> **Work item**
The records below must be output exactly, without pictures.

** Opening Data for this task block **

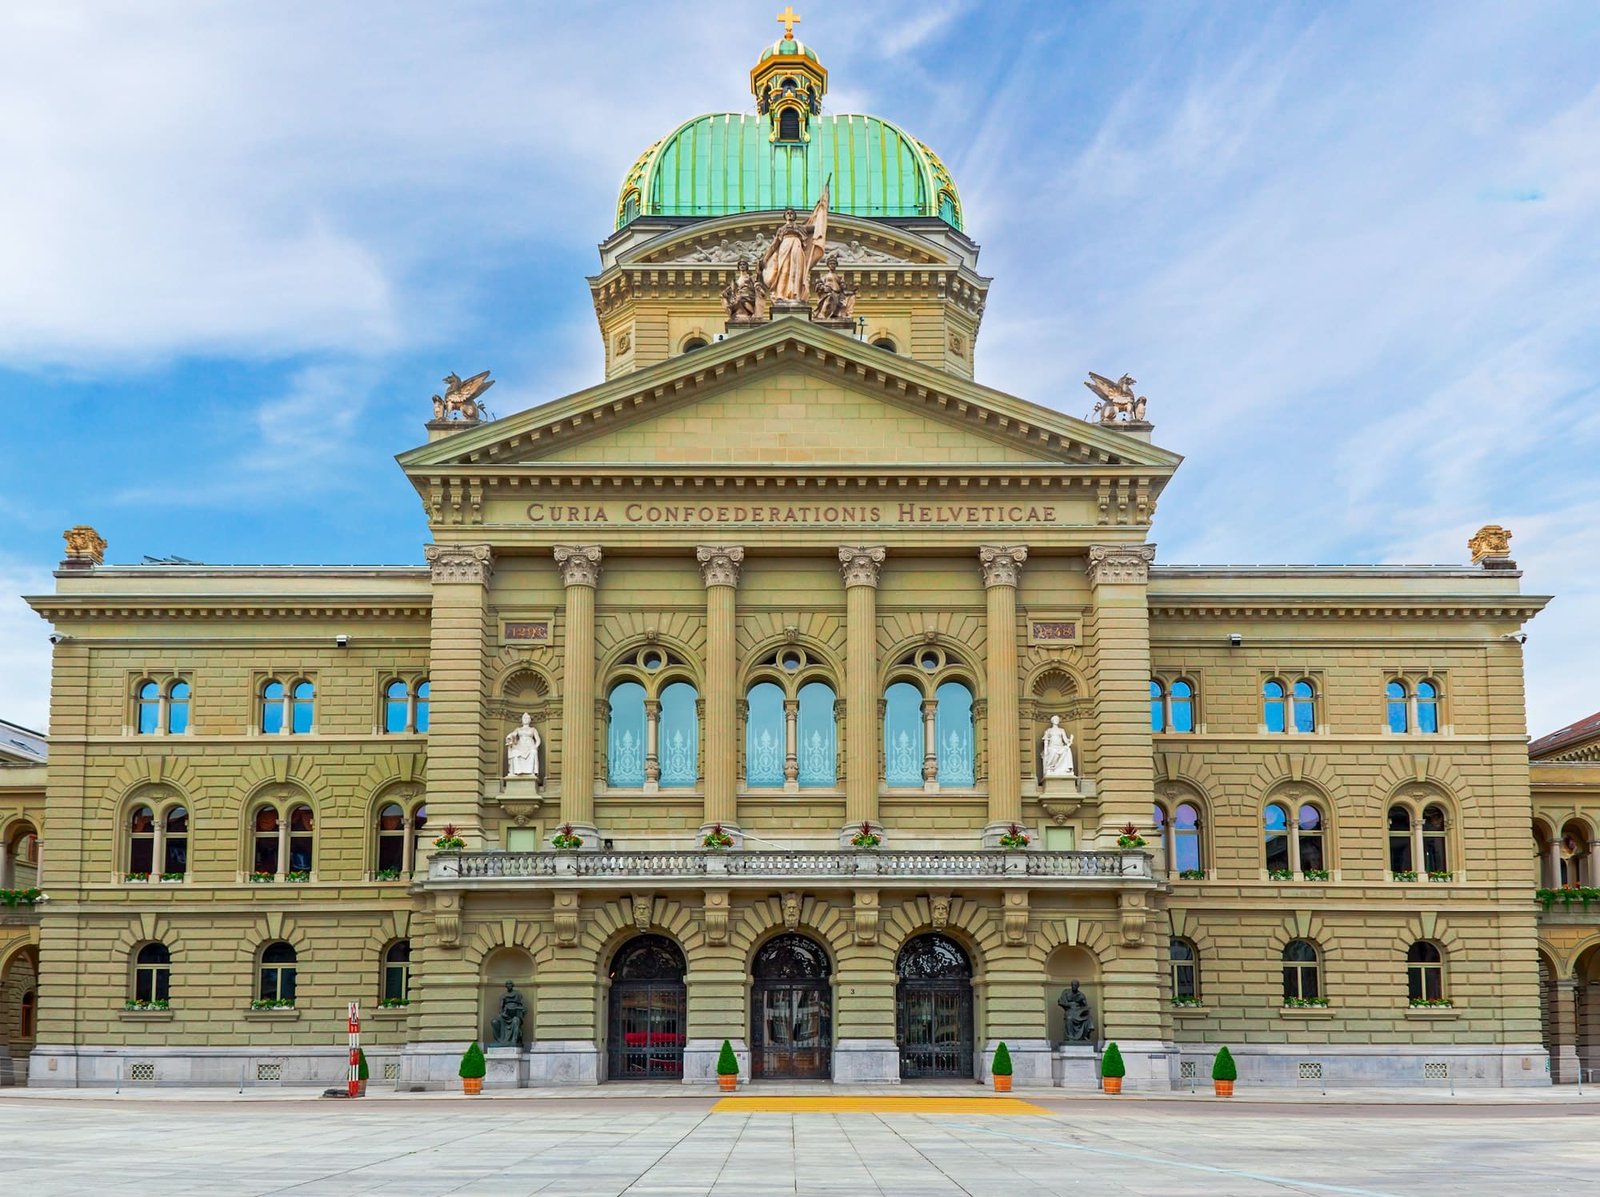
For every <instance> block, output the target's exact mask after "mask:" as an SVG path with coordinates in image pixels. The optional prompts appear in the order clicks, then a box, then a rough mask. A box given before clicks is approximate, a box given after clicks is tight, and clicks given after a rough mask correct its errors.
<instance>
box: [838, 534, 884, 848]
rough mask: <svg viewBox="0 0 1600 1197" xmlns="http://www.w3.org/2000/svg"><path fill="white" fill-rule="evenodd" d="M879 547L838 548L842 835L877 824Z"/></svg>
mask: <svg viewBox="0 0 1600 1197" xmlns="http://www.w3.org/2000/svg"><path fill="white" fill-rule="evenodd" d="M885 557H888V550H886V549H885V547H883V546H882V544H846V546H843V547H840V550H838V571H840V574H843V578H845V621H846V653H845V831H846V832H854V829H856V827H859V826H861V824H862V823H870V824H874V826H877V824H878V719H877V712H878V573H880V571H882V568H883V558H885Z"/></svg>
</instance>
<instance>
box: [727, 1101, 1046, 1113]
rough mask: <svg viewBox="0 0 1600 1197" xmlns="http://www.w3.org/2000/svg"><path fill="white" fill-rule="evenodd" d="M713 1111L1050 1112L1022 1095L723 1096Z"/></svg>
mask: <svg viewBox="0 0 1600 1197" xmlns="http://www.w3.org/2000/svg"><path fill="white" fill-rule="evenodd" d="M710 1112H712V1114H1046V1115H1048V1114H1050V1111H1048V1109H1045V1107H1042V1106H1035V1104H1034V1103H1032V1101H1022V1099H1021V1098H723V1099H722V1101H718V1103H717V1104H715V1106H712V1107H710Z"/></svg>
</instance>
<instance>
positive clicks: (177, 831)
mask: <svg viewBox="0 0 1600 1197" xmlns="http://www.w3.org/2000/svg"><path fill="white" fill-rule="evenodd" d="M165 831H166V834H165V837H163V843H162V877H163V879H166V880H173V879H176V877H182V875H184V874H186V872H189V810H187V807H168V810H166V827H165Z"/></svg>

** Closing Data for this task block **

> **Your response**
For every <instance> block, output the target's exact mask after "mask:" as an SVG path with coordinates in image pixels. The optional prompts appear in the order clicks, then a box, then a rough mask. A box given before clicks is approximate, a box given after clicks is tight, and clicks given after a rough mask correct its errors.
<instance>
box: [838, 534, 884, 848]
rough mask: <svg viewBox="0 0 1600 1197" xmlns="http://www.w3.org/2000/svg"><path fill="white" fill-rule="evenodd" d="M879 547L838 548L842 835L877 824Z"/></svg>
mask: <svg viewBox="0 0 1600 1197" xmlns="http://www.w3.org/2000/svg"><path fill="white" fill-rule="evenodd" d="M885 557H888V550H886V549H885V547H883V546H882V544H846V546H843V547H840V550H838V571H840V574H843V578H845V621H846V653H845V831H846V832H854V829H856V827H859V826H861V824H862V823H870V824H874V826H877V824H878V719H877V712H878V573H880V571H882V568H883V558H885Z"/></svg>
</instance>
<instance>
box: [727, 1101, 1046, 1113]
rough mask: <svg viewBox="0 0 1600 1197" xmlns="http://www.w3.org/2000/svg"><path fill="white" fill-rule="evenodd" d="M713 1111L1050 1112L1022 1095L723 1096Z"/></svg>
mask: <svg viewBox="0 0 1600 1197" xmlns="http://www.w3.org/2000/svg"><path fill="white" fill-rule="evenodd" d="M710 1112H712V1114H1046V1115H1048V1114H1050V1111H1048V1109H1045V1107H1042V1106H1035V1104H1034V1103H1032V1101H1022V1099H1021V1098H723V1099H722V1101H718V1103H717V1104H715V1106H712V1107H710Z"/></svg>
</instance>
<instance>
positive clicks: (177, 831)
mask: <svg viewBox="0 0 1600 1197" xmlns="http://www.w3.org/2000/svg"><path fill="white" fill-rule="evenodd" d="M165 831H166V834H165V837H163V843H162V877H163V879H166V880H173V879H176V877H182V875H184V874H186V872H189V810H187V807H168V810H166V827H165Z"/></svg>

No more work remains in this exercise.